> _WHAT THE TASK REQUIRES_
All records below must be retyped exactly.

> _MATERIAL TO PROCESS_
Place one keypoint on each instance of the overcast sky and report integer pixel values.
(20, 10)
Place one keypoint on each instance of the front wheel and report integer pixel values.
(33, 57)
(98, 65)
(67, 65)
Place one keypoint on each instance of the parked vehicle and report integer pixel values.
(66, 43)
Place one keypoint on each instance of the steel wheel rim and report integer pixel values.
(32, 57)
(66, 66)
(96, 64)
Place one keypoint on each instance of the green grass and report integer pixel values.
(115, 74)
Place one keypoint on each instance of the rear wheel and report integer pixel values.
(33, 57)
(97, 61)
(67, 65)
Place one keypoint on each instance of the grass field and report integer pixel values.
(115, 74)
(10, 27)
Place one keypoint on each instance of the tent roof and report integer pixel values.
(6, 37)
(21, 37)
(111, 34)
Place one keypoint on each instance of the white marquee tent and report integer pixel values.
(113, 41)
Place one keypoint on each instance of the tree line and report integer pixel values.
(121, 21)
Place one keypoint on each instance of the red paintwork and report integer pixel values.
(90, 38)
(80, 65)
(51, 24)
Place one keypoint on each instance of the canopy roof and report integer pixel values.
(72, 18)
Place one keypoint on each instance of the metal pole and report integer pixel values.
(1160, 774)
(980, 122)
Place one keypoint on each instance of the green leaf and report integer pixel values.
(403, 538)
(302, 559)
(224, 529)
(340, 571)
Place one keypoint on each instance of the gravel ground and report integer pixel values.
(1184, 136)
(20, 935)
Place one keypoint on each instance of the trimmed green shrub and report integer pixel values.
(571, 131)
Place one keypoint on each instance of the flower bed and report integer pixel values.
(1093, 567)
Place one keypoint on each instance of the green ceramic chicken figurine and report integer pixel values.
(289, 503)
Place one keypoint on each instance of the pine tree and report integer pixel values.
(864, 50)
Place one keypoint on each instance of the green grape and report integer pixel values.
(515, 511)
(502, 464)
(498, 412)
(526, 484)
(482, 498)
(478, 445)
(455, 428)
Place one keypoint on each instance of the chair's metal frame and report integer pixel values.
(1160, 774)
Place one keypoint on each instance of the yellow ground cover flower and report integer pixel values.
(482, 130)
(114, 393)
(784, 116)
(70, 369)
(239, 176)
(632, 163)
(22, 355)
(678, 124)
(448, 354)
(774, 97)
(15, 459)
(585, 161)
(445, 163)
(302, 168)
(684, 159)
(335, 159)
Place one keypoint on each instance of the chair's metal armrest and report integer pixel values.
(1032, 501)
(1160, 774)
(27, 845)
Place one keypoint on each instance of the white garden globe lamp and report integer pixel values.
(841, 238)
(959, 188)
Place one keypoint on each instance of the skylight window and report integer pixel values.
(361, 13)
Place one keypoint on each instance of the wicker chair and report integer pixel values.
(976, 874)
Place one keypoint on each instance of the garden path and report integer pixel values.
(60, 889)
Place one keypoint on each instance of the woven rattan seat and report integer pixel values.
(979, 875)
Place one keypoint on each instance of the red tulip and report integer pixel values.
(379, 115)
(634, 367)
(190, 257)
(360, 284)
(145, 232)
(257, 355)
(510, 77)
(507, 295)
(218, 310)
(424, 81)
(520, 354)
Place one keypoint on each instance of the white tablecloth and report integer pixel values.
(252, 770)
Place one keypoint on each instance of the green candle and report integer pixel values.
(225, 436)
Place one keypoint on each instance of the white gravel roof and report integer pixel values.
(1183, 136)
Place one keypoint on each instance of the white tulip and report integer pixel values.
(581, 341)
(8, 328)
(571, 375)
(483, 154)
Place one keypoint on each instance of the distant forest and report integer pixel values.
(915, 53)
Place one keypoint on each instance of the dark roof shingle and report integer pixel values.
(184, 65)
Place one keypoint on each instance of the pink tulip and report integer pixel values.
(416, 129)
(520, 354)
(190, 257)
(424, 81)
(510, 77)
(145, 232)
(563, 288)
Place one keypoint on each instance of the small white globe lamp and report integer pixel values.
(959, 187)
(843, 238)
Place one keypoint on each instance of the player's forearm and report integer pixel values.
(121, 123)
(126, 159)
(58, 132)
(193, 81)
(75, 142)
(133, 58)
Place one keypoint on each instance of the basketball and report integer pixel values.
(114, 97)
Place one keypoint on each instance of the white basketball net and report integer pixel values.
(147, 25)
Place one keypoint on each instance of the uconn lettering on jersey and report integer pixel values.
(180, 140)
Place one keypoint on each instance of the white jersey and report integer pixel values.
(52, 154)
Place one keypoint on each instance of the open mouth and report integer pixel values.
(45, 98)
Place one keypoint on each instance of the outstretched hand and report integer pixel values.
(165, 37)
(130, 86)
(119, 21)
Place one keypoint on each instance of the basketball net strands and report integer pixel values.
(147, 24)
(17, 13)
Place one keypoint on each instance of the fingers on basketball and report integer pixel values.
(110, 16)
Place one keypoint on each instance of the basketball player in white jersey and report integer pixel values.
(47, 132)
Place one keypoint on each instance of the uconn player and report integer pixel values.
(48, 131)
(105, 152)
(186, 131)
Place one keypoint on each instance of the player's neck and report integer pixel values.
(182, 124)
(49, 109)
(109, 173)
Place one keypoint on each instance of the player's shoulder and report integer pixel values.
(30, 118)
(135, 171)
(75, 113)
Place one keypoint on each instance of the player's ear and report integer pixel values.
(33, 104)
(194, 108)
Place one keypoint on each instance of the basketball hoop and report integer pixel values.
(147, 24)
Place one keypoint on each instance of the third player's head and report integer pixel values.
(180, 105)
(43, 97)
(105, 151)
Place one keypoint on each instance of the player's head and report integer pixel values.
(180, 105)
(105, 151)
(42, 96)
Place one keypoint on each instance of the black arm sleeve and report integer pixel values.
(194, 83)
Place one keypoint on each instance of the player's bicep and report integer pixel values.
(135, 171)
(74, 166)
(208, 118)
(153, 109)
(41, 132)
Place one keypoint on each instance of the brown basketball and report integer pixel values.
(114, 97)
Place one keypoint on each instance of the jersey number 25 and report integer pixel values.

> _TASK RESPONSE_
Place one keypoint on each instance of the overcast sky and report integer pixel values.
(20, 10)
Place one keypoint on each instance of the front wheel and report integer pixel values.
(33, 57)
(98, 65)
(67, 65)
Place one keypoint on each instance of the parked vehicle and report integer pixel values.
(66, 43)
Place one keypoint on each instance of the steel wheel rim and report integer pixel values.
(32, 57)
(66, 66)
(96, 64)
Place one keypoint on each instance of the green grass and report integer pixel values.
(115, 74)
Place one keypoint on each instance of the rear wheel and report integer pixel values.
(33, 57)
(97, 61)
(67, 65)
Place one keypoint on each instance of the grass field and report integer pixel values.
(115, 74)
(10, 27)
Place one keypoint on each instance of the tent roof and report integer pixel values.
(6, 37)
(21, 37)
(111, 34)
Place one keypoint on each instance of the white marquee tent and report integer pixel values.
(113, 41)
Place one keypoint on each instance of the tree line and report integer pixel values.
(121, 21)
Place one keypoint on each instance of the red paintwork and report integer pixel values.
(90, 38)
(80, 65)
(51, 24)
Place one keypoint on each instance of the canopy roof and report integer pixel values.
(72, 18)
Place one keypoint on each instance of the metal pole and report integer pixel values.
(1160, 774)
(980, 122)
Place one keypoint on each instance of the green leaf and report integer pixel values.
(403, 538)
(302, 559)
(224, 529)
(340, 571)
Place one keypoint on each instance of the gravel ground and report integer pixel values.
(1184, 136)
(20, 935)
Place one keypoint on each instance of the trimmed green shrub and report integer pixel values.
(571, 131)
Place one keypoint on each instance of the flower bed and report integer pixel values.
(1093, 567)
Place one keypoint on each instance of the green ceramic chicken figurine and report integer pixel values.
(289, 503)
Place one keypoint on each instance of the pine tree and report integer pixel values.
(864, 50)
Place one keypoint on each instance of the green grape and report integer pixel values.
(515, 511)
(502, 464)
(498, 412)
(526, 484)
(482, 498)
(478, 445)
(455, 428)
Place one keypoint on each instance of the chair's metal frame and report integer pixel values.
(1160, 774)
Place one keypoint on each instance of the yellow ground cover flower and report integer pixel values.
(482, 130)
(114, 393)
(784, 116)
(70, 369)
(239, 176)
(632, 163)
(22, 355)
(678, 124)
(448, 354)
(774, 97)
(15, 459)
(585, 161)
(445, 163)
(302, 168)
(684, 159)
(335, 159)
Place one keypoint on each instance of the chair's metal armrest and report integer pixel values.
(1032, 501)
(1160, 774)
(27, 845)
Place one keypoint on each instance of the white garden globe lamp and report integer pixel values.
(841, 238)
(959, 188)
Place one keypoint on each instance of the skylight window and report integer pixel values.
(361, 13)
Place one keypoint on each instance of the wicker chair and report integer pixel values.
(976, 874)
Place one keypoint on each instance of the garden path and report integer pixel values.
(60, 889)
Place one keypoint on each instance of the woven rattan seat and report integer pixel values.
(979, 875)
Place one keypoint on each instance of the red tulip and report integer pixel values.
(379, 115)
(634, 367)
(190, 257)
(360, 284)
(145, 232)
(257, 355)
(510, 77)
(507, 295)
(218, 310)
(424, 81)
(520, 354)
Place one keypoint on each instance of the white tablecloth and report integer pixel values.
(252, 770)
Place one keypoint on each instance of the green candle and report integer pixel values.
(225, 436)
Place one keypoint on each instance of the white gravel roof and report integer pixel values.
(1183, 136)
Place one keypoint on each instance of the white tulip and report integer pixel values.
(581, 341)
(8, 328)
(571, 375)
(483, 154)
Place one keypoint on each instance of the distant forest and report integer pixel values.
(915, 53)
Place one keypoint on each instance of the dark roof shingle and report integer pixel values.
(184, 65)
Place one keypoint on each instance of the pink tulip and report integer pixel values.
(416, 129)
(520, 354)
(190, 257)
(424, 81)
(510, 77)
(145, 232)
(563, 288)
Place one keypoint on each instance of the small white globe lamp and report integer pixel values.
(959, 187)
(843, 238)
Place one keypoint on each instance of the player's forearm and report integer pixel values.
(121, 123)
(126, 159)
(58, 132)
(193, 81)
(75, 142)
(133, 58)
Place one keypoint on each instance of the basketball and report integer pixel values.
(114, 97)
Place one keypoint on each instance of the white basketball net and report integer pixel values.
(147, 25)
Place one keypoint on each instance of the uconn lettering on jersey and report integer pixel values.
(180, 140)
Place one keypoint on each instance of the white jersey and report integer pixel values.
(52, 154)
Place one keypoint on each instance of the open mouth and report integer pixel values.
(45, 98)
Place one keypoint on each instance of the outstretched hand and report integer pixel values.
(165, 37)
(130, 86)
(119, 21)
Place one keypoint on each instance of the basketball net strands and report integer pixel values.
(147, 24)
(17, 13)
Place one keypoint on each instance of the fingers on basketball and report integer pixel values.
(110, 16)
Place one keypoint on each instance of the basketball player in white jersey and report integer pixel values.
(47, 132)
Place one keypoint on each instance of the uconn player and report integer pixel values.
(48, 131)
(105, 152)
(186, 131)
Place one keypoint on each instance of the player's neck and report integer pixel values.
(182, 124)
(49, 109)
(109, 173)
Place one keypoint on each instance of the player's shoulder and report integer pixel values.
(30, 118)
(135, 171)
(75, 113)
Place one keypoint on each instance of the player's ear and report integer pixel values.
(33, 104)
(194, 108)
Place one keypoint on each instance of the basketball hoop and report integer pixel values.
(147, 24)
Place one keypoint on each instance of the third player's head and report integer pixel values.
(180, 105)
(43, 97)
(105, 151)
Place one keypoint on each instance of the player's head and report integer pixel values.
(180, 105)
(105, 151)
(42, 96)
Place one keypoint on each instance of the black arm sleeve and report integer pixel values.
(194, 83)
Place one keypoint on each instance of the player's bicep and report integer pixel values.
(135, 171)
(74, 166)
(208, 118)
(153, 109)
(41, 132)
Place one keypoint on each instance of the brown basketball and report integer pixel values.
(114, 97)
Place one keypoint on each instance of the jersey number 25 and report integer pixel values.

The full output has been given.